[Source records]

┄┄┄┄┄┄┄┄┄┄┄┄┄┄┄┄┄┄┄┄

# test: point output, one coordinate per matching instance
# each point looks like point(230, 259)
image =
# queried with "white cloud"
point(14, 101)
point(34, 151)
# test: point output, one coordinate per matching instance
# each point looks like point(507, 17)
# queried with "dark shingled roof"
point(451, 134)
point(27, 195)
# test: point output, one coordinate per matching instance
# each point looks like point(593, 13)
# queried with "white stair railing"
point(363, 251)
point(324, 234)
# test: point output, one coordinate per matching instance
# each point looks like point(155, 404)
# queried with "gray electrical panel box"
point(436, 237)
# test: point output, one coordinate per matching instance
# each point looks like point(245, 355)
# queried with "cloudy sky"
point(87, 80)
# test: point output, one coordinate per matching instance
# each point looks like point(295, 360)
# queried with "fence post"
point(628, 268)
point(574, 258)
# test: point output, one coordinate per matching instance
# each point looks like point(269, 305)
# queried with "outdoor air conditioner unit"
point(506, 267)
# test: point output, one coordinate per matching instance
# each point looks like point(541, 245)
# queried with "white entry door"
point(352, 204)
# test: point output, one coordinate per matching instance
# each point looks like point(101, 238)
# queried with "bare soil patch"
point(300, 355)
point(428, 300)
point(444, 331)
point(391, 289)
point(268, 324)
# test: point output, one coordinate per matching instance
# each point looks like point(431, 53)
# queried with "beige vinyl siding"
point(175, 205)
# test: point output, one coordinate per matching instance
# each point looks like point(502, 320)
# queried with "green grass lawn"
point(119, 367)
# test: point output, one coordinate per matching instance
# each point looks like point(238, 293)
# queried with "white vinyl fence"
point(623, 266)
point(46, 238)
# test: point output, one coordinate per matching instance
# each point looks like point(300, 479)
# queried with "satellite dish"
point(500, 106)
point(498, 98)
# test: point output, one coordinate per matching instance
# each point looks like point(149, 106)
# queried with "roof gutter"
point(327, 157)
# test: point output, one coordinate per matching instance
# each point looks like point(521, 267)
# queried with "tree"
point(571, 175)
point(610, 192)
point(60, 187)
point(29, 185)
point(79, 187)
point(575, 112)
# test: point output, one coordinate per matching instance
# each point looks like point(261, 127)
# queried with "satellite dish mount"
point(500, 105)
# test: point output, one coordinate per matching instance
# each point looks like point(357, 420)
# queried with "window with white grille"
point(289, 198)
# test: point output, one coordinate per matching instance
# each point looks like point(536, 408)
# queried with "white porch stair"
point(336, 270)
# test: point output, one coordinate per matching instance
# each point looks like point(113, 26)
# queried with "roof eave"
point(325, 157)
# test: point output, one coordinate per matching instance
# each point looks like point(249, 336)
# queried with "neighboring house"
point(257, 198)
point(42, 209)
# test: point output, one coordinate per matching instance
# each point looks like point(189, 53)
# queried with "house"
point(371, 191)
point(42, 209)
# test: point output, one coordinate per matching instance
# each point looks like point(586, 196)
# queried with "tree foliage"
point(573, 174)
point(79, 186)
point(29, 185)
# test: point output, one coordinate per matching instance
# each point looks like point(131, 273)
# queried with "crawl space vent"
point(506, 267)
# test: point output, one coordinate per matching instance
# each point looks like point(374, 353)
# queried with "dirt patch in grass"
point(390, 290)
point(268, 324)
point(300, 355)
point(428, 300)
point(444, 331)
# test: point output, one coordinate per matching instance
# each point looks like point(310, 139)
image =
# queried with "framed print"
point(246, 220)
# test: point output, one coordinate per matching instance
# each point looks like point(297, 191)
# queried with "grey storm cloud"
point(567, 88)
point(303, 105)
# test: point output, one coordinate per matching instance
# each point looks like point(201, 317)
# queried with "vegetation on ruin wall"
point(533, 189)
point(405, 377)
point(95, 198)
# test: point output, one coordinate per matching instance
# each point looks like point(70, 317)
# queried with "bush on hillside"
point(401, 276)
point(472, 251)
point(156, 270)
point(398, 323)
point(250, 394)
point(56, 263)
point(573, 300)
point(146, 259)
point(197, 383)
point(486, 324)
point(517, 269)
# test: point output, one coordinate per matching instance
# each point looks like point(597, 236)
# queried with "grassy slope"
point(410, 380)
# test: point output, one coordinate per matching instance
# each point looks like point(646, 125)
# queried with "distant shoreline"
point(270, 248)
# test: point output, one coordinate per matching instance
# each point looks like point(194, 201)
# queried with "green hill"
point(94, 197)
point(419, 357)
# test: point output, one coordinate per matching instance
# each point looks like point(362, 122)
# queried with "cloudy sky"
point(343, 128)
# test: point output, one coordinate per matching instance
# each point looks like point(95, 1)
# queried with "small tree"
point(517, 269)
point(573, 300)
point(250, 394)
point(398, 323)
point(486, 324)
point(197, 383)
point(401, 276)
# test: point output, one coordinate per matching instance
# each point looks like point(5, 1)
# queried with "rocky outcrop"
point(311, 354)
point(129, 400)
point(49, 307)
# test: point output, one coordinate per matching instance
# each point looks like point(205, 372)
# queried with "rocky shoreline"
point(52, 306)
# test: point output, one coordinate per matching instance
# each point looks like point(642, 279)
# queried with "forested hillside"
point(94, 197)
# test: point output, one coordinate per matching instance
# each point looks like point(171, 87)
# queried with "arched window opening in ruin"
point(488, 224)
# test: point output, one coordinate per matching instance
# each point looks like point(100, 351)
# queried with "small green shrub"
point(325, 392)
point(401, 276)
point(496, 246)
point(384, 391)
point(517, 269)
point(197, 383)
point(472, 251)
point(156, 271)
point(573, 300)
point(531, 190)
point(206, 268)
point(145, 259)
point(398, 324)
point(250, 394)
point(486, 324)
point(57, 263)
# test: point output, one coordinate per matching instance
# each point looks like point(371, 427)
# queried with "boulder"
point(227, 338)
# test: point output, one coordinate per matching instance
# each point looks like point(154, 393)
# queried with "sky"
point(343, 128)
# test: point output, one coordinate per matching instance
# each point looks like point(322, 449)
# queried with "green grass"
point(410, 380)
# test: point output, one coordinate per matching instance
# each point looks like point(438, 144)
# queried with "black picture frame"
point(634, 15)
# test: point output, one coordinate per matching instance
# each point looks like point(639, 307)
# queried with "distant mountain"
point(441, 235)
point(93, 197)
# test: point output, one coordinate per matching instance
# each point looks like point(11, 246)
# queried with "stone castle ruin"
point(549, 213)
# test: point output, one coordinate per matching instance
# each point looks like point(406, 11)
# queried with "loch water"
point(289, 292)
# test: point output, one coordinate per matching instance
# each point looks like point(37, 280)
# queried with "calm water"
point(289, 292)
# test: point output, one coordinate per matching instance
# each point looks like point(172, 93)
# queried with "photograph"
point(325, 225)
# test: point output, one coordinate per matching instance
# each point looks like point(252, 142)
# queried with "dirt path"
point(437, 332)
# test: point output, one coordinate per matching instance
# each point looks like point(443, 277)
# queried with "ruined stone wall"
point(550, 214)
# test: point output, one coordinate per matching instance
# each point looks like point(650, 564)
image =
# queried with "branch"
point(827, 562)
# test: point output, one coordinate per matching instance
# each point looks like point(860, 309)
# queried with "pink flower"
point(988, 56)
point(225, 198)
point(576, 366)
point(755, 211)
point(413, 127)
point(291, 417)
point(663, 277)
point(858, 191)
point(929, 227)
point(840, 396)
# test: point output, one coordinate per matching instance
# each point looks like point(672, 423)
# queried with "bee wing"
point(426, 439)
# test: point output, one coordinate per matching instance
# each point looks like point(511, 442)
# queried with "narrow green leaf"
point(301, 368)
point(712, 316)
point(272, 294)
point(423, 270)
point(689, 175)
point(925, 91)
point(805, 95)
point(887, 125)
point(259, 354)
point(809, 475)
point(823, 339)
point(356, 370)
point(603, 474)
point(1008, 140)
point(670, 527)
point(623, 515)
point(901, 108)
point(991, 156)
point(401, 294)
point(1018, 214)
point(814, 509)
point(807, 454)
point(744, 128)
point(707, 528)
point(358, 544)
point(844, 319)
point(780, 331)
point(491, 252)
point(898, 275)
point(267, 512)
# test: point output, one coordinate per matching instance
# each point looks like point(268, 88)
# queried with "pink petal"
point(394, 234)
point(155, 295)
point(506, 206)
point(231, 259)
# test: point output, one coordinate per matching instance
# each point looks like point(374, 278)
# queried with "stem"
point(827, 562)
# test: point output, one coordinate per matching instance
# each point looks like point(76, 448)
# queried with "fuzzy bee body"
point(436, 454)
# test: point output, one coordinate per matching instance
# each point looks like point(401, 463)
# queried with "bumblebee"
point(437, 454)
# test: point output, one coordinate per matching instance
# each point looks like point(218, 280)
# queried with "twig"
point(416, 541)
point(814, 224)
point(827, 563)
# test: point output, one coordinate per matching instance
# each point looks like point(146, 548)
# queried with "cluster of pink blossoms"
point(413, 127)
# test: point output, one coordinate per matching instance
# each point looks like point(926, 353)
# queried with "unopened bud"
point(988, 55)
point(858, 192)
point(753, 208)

┄┄┄┄┄┄┄┄┄┄┄┄┄┄┄┄┄┄┄┄

▶ [INSTRUCTIONS FOR THE TASK]: Lines from the start of the entries through the one containing "# each point looks like point(300, 479)" are to be set down again exactly, both ends included.

▶ [ANSWER SECTION]:
# test: point output, one coordinate per matching instance
# each point looks like point(230, 259)
image =
# queried with "white cloud"
point(14, 101)
point(34, 151)
# test: point output, one coordinate per matching instance
# each point looks like point(507, 17)
# queried with "dark shingled roof"
point(451, 134)
point(27, 195)
# test: point output, one coordinate per matching instance
# each point looks like point(593, 13)
# queried with "white stair railing"
point(363, 251)
point(324, 234)
# test: point output, one coordinate per matching instance
# each point looks like point(155, 404)
# queried with "gray electrical panel box"
point(436, 237)
# test: point output, one coordinate per matching instance
# each point looks like point(245, 355)
# queried with "cloudy sky"
point(87, 80)
# test: point output, one coordinate per matching instance
# each point looks like point(295, 360)
# queried with "fence post"
point(628, 268)
point(574, 258)
# test: point output, one coordinate per matching instance
# each point looks like point(269, 305)
# queried with "outdoor air conditioner unit"
point(506, 267)
# test: point output, one coordinate per matching instance
# each point looks like point(541, 245)
# queried with "white entry door"
point(352, 204)
# test: point output, one coordinate per matching instance
# each point looks like point(101, 238)
# queried with "bare soil patch"
point(300, 355)
point(428, 300)
point(444, 331)
point(391, 289)
point(268, 324)
# test: point output, one coordinate per matching instance
# each point looks like point(431, 53)
# queried with "beige vinyl siding"
point(175, 205)
# test: point output, one coordinate per matching instance
# each point looks like point(502, 320)
# queried with "green grass lawn"
point(119, 367)
# test: point output, one coordinate per matching instance
# each point looks like point(238, 293)
# queried with "white vinyl fence"
point(623, 266)
point(46, 238)
# test: point output, one coordinate per matching instance
# each point looks like point(300, 479)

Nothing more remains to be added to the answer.